• Instructions for the task
Below are some records; find each line that carries the word "logo" and copy it.

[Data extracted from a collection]
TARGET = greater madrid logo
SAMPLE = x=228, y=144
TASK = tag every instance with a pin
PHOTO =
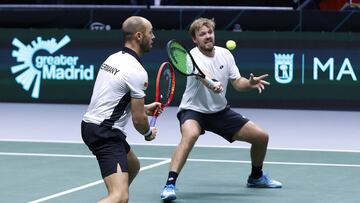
x=36, y=62
x=283, y=68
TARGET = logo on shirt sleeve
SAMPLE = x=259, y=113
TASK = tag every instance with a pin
x=146, y=84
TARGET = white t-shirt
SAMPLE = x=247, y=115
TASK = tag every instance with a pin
x=120, y=78
x=222, y=66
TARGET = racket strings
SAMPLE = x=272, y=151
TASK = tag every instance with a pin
x=165, y=85
x=180, y=58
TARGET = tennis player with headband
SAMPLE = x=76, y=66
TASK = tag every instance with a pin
x=202, y=108
x=119, y=93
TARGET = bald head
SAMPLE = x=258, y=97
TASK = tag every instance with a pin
x=134, y=24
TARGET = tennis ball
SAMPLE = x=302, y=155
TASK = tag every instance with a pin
x=231, y=44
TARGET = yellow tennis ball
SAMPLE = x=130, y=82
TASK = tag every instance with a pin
x=231, y=44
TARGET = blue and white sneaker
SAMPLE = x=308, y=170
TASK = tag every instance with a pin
x=168, y=193
x=263, y=182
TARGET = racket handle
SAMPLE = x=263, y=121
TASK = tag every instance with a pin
x=210, y=82
x=153, y=121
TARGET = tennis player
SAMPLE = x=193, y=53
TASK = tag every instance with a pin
x=119, y=93
x=201, y=109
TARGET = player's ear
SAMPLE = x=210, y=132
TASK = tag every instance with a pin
x=138, y=35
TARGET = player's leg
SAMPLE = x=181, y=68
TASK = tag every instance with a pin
x=190, y=132
x=133, y=164
x=117, y=185
x=258, y=138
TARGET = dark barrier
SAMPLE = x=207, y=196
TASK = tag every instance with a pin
x=307, y=70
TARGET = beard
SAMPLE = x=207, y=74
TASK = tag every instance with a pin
x=145, y=45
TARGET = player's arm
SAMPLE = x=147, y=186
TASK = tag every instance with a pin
x=140, y=120
x=244, y=84
x=217, y=86
x=153, y=107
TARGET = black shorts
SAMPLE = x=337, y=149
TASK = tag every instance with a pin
x=108, y=145
x=224, y=123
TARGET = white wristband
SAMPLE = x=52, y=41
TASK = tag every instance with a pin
x=148, y=133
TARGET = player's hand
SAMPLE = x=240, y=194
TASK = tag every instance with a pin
x=217, y=88
x=153, y=134
x=258, y=82
x=153, y=107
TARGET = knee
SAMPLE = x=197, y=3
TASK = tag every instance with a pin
x=190, y=137
x=264, y=137
x=120, y=197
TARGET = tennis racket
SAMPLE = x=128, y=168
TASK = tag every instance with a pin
x=165, y=86
x=181, y=59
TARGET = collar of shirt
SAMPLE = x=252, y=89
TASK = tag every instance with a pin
x=132, y=53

• Answer area
TARGET = greater madrid logo
TARGET = logo on shirt sleeve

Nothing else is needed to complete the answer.